> [About this task] Each of the entries beneath this task should be written out exactly.

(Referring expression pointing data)

------------------------------

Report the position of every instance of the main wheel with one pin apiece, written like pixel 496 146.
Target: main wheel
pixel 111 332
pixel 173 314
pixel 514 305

------------------------------

> [Reply to the exercise]
Report the position of every instance of the main wheel with one pin apiece, written like pixel 496 146.
Target: main wheel
pixel 111 332
pixel 173 314
pixel 514 305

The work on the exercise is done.